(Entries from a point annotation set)
►

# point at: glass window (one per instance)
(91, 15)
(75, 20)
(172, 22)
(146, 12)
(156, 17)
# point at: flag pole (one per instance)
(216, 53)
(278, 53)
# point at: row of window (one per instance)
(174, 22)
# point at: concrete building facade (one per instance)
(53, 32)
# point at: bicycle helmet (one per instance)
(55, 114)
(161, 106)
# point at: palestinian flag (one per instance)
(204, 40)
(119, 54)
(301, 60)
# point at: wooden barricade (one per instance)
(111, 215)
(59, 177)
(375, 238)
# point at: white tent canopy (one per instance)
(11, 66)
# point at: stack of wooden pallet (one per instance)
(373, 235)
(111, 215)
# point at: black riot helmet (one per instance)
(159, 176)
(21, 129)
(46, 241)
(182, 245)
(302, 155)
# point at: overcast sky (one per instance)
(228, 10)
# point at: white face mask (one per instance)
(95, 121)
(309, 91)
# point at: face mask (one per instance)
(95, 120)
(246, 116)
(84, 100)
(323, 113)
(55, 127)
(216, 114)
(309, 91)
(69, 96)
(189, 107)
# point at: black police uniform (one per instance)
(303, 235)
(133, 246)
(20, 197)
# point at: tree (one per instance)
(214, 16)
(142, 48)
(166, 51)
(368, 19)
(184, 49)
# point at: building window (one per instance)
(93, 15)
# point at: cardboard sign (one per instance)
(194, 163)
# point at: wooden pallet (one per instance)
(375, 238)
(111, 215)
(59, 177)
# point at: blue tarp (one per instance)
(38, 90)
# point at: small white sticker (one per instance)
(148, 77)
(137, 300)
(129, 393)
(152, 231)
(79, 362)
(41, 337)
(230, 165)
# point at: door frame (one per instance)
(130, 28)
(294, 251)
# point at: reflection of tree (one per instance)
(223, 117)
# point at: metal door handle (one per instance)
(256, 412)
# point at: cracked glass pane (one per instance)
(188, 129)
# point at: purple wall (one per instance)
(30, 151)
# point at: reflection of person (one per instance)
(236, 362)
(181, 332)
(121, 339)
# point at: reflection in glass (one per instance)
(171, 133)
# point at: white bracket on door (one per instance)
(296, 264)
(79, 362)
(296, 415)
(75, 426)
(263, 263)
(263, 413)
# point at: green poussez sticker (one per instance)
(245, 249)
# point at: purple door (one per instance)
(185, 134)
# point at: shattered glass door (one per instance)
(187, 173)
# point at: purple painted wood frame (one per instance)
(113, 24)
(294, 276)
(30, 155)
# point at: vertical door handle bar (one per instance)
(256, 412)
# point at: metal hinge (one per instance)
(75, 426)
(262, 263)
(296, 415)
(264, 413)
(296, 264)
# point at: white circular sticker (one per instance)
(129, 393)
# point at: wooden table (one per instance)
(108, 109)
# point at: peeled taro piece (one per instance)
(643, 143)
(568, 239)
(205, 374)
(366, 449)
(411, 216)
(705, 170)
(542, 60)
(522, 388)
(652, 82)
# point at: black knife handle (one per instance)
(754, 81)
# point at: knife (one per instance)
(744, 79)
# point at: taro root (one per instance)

◄

**Request**
Render every line of the entries above as a numbered list, skipping any blank lines.

**Exercise response**
1. # point at: glass window (one per instance)
2. (91, 15)
3. (75, 20)
4. (172, 22)
5. (146, 12)
6. (156, 17)
7. # point at: flag pole (one per instance)
8. (216, 53)
9. (278, 53)
10. # point at: row of window (one per instance)
11. (174, 22)
12. # point at: concrete building facade (one per instance)
13. (53, 32)
14. # point at: bicycle helmet (one per instance)
15. (55, 114)
16. (161, 106)
17. # point at: palestinian flag (one per instance)
18. (204, 40)
19. (119, 54)
20. (301, 60)
21. # point at: wooden barricade (one per instance)
22. (111, 215)
23. (59, 177)
24. (375, 238)
25. # point at: white tent canopy (one per instance)
26. (11, 66)
27. # point at: stack of wooden pallet (one per instance)
28. (373, 235)
29. (111, 215)
30. # point at: black riot helmet (one per instance)
31. (159, 176)
32. (21, 129)
33. (46, 241)
34. (182, 245)
35. (302, 155)
36. # point at: overcast sky (one per instance)
37. (228, 10)
38. # point at: white face mask (one per instance)
39. (95, 121)
40. (309, 91)
41. # point at: face mask (one per instance)
42. (95, 120)
43. (246, 116)
44. (84, 100)
45. (323, 113)
46. (55, 127)
47. (216, 114)
48. (309, 91)
49. (69, 96)
50. (189, 107)
51. # point at: black police uniform (one per instance)
52. (303, 235)
53. (133, 246)
54. (20, 197)
55. # point at: tree (one per instance)
56. (214, 16)
57. (142, 48)
58. (166, 51)
59. (368, 19)
60. (184, 49)
61. # point at: building window (one per instance)
62. (93, 15)
63. # point at: cardboard sign (one per instance)
64. (194, 163)
65. # point at: wooden pallet (one per instance)
66. (375, 238)
67. (111, 215)
68. (59, 177)
69. # point at: blue tarp (one per instance)
70. (38, 90)
71. # point at: small white sticker (one per instance)
72. (148, 77)
73. (137, 300)
74. (129, 393)
75. (152, 231)
76. (79, 362)
77. (41, 337)
78. (230, 165)
79. # point at: door frame (one per instance)
80. (130, 28)
81. (294, 251)
82. # point at: reflection of tree (one per instance)
83. (223, 117)
84. # point at: metal door handle (one per instance)
85. (256, 412)
86. # point at: cracked glass pane (one per instance)
87. (188, 129)
88. # point at: purple wall (one per instance)
89. (30, 151)
90. # point at: reflection of person (one per instance)
91. (236, 362)
92. (181, 332)
93. (121, 339)
94. # point at: reflection in glass (one per instance)
95. (171, 133)
96. # point at: white bracket on door (one per instance)
97. (296, 264)
98. (79, 362)
99. (296, 415)
100. (75, 426)
101. (263, 263)
102. (263, 413)
103. # point at: green poussez sticker (one per instance)
104. (245, 249)
105. # point at: purple door (one per instance)
106. (185, 134)
107. # point at: shattered glass door (one per instance)
108. (187, 173)
109. # point at: purple painted wood frame (one per instance)
110. (113, 24)
111. (294, 276)
112. (30, 155)
113. # point at: vertical door handle bar (one per instance)
114. (256, 412)
115. # point at: metal hinge (one per instance)
116. (75, 426)
117. (262, 263)
118. (296, 415)
119. (264, 413)
120. (296, 264)
121. # point at: white circular sticker (one per instance)
122. (129, 393)
123. # point at: wooden table (one per instance)
124. (108, 109)
125. # point at: peeled taro piece (one per instance)
126. (643, 143)
127. (568, 239)
128. (205, 374)
129. (366, 449)
130. (411, 216)
131. (705, 170)
132. (542, 60)
133. (522, 388)
134. (652, 82)
135. # point at: black knife handle (one per instance)
136. (754, 81)
137. # point at: knife (one per instance)
138. (744, 79)
139. # point at: taro root (one per instance)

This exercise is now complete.